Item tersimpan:
——————————

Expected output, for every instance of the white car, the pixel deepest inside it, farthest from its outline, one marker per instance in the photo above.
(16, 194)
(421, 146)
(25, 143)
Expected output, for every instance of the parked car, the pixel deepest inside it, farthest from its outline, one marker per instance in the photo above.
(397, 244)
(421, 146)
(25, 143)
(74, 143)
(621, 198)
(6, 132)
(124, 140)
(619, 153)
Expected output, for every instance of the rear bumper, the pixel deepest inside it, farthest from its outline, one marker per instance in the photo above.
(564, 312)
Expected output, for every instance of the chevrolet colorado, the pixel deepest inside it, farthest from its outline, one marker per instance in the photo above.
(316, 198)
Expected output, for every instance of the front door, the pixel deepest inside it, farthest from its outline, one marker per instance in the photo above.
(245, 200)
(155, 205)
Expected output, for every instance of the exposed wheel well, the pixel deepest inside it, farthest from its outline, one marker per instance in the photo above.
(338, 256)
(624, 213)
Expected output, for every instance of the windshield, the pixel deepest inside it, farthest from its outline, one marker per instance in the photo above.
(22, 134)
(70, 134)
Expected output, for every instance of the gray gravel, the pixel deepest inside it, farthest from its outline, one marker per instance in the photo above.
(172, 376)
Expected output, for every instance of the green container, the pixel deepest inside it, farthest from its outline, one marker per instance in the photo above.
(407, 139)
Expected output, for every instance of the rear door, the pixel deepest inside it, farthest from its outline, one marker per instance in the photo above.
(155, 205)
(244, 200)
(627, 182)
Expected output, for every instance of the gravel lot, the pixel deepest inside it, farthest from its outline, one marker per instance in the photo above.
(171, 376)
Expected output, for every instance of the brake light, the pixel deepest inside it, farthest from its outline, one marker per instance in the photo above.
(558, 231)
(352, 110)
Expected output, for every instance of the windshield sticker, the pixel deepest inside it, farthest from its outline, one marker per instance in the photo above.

——————————

** Tujuan Tugas **
Salin ulang seluruh item di atas apa adanya, tanpa mengubah satu karakter pun.

** Penyelesaian **
Expected output, for every instance of the white car, the pixel deepest inside it, farthest from its outline, one marker per instance in the photo above.
(16, 194)
(421, 146)
(25, 143)
Expected output, for every instance of the parked car, the pixel deepest inside it, farthest from its outline, one marker per instance in the photo above.
(397, 244)
(421, 146)
(25, 143)
(74, 143)
(621, 198)
(6, 132)
(124, 140)
(619, 153)
Expected output, for every instance of the rear bumper, the pixel deepest inside it, farthest from its outline, one marker per instance in the photo above.
(564, 312)
Expected output, for every instance of the chevrolet colorado, the pixel deepest inside it, farthest from its outline, one marker per instance in the photo above.
(316, 198)
Expected output, for every instance of the front door, the pixel deepest inside it, farthest from its outline, one marker per instance in the photo above.
(245, 200)
(155, 205)
Expected output, for every instance of the exposed wheel well, the pixel deepest inside it, farthest from its outline, one marker per instance in the photo above.
(338, 256)
(624, 213)
Expected output, for every instance of the windshield, the pixel deepest inside it, farthest from its outline, one marker per instance in the photo above.
(22, 134)
(70, 134)
Expected output, for every instance of the gray gravel, the pixel deepest inside it, farthest from its outline, one marker per instance in the photo above.
(172, 376)
Expected output, for every instance of the green container, the pixel deepest inside it, farthest from its outline, one marker per instance in the photo above.
(407, 139)
Expected output, for every instance of the rear door, the pixel deepest inside it, farthest from its outline, one marker per instance in the photo above.
(155, 205)
(244, 200)
(627, 182)
Expected output, for every instance of the gravel lot, the pixel deepest inside it, farthest from its outline, one marker per instance in the photo above.
(171, 376)
Expected output, for every instance of the brake light, the pixel deepest inside it, farthest from its outline, one marker per instance in the photo above.
(558, 231)
(352, 110)
Expected output, for every instance of the windshield sticker, the pixel deepest inside it, farthest from its outline, one marker per instance in the photo above.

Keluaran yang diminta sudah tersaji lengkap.